EXTRACTED ENTRIES
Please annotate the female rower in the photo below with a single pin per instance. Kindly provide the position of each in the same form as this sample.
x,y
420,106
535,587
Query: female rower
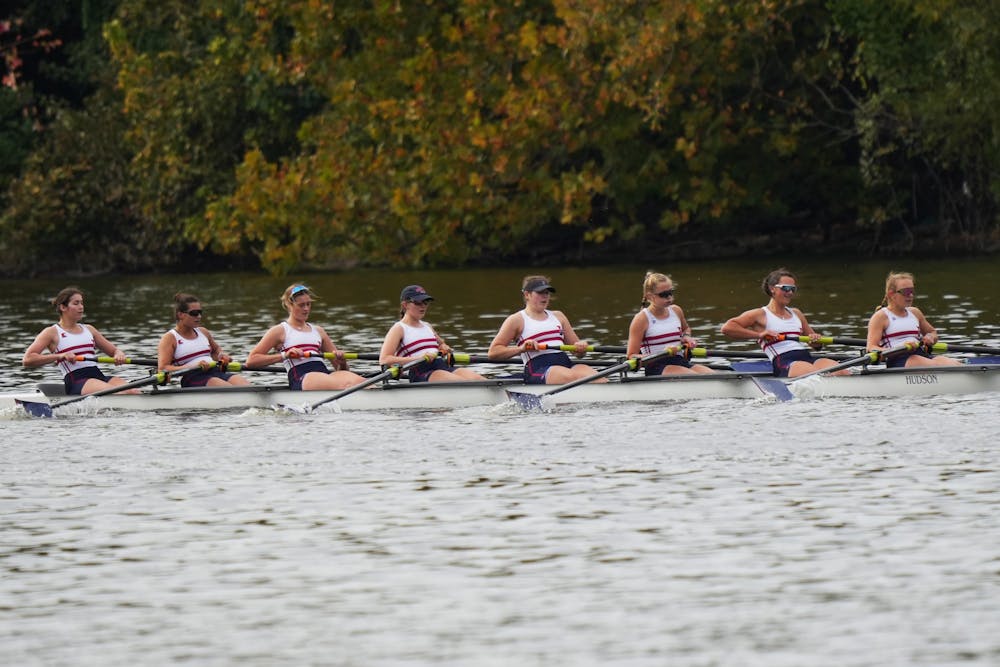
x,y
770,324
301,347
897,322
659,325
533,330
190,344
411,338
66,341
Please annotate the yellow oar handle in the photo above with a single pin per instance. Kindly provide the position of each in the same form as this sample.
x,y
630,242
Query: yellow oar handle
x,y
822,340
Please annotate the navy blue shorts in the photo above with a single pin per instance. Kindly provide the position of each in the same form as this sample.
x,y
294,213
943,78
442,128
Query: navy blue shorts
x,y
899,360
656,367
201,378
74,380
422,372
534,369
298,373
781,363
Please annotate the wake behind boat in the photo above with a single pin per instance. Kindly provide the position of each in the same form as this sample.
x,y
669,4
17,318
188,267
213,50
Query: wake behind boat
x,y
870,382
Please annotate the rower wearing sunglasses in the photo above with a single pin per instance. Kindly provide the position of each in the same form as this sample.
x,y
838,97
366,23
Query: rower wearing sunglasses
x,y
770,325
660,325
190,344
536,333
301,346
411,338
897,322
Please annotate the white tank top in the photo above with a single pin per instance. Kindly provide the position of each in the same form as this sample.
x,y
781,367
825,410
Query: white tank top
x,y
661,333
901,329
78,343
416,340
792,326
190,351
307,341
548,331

EXERCISE TASK
Recast every line of the records above as a JSON list of strings, one string per line, leaving out blank lines and the picture placeholders.

RESPONSE FOR THIS EXERCISE
[
  "Please annotate the female rower in the photo below with a single pin per instance. Kindly provide the position of each in the same form as this sample.",
  "x,y",
  "420,106",
  "535,587",
  "Query: female rower",
  "x,y",
  "770,324",
  "301,347",
  "897,322",
  "659,325",
  "533,330",
  "190,344",
  "411,338",
  "66,341",
  "Please annotate the yellow oar handle in the photo above with a single pin per instance. Kindly provide the position of each in the same form as this sample.",
  "x,y",
  "630,242",
  "Query: yellow oar handle",
  "x,y",
  "822,340",
  "Please annotate the navy blue shorts in the photo above with a single pin per instance. Kindly provide the position of each in the same form as this sample.",
  "x,y",
  "294,213",
  "943,78",
  "442,128",
  "Query: navy blue shorts",
  "x,y",
  "899,360",
  "656,367",
  "201,378",
  "74,380",
  "422,372",
  "534,369",
  "298,373",
  "781,363",
  "Please annotate the wake behind boat in the photo above with a single pin per instance. Kindly provide the position of each in the same form as this sample.",
  "x,y",
  "669,4",
  "17,318",
  "188,267",
  "213,50",
  "Query: wake behind boat",
  "x,y",
  "870,382",
  "Please annotate the rower wearing sunglasses in the photo above with a single pin per instance. Kindly provide the position of each in the same form as this sample.",
  "x,y",
  "838,97",
  "366,23",
  "Query: rower wearing sunglasses",
  "x,y",
  "770,325",
  "660,325",
  "190,344",
  "536,333",
  "301,346",
  "411,338",
  "897,322",
  "Please annotate the white tank top in the photo above with a single pin per instance. Kindly provide the position of each in the same form as this sample.",
  "x,y",
  "781,367",
  "825,410",
  "Query: white tank top",
  "x,y",
  "661,333",
  "901,329",
  "78,343",
  "416,340",
  "792,326",
  "190,351",
  "307,341",
  "548,331"
]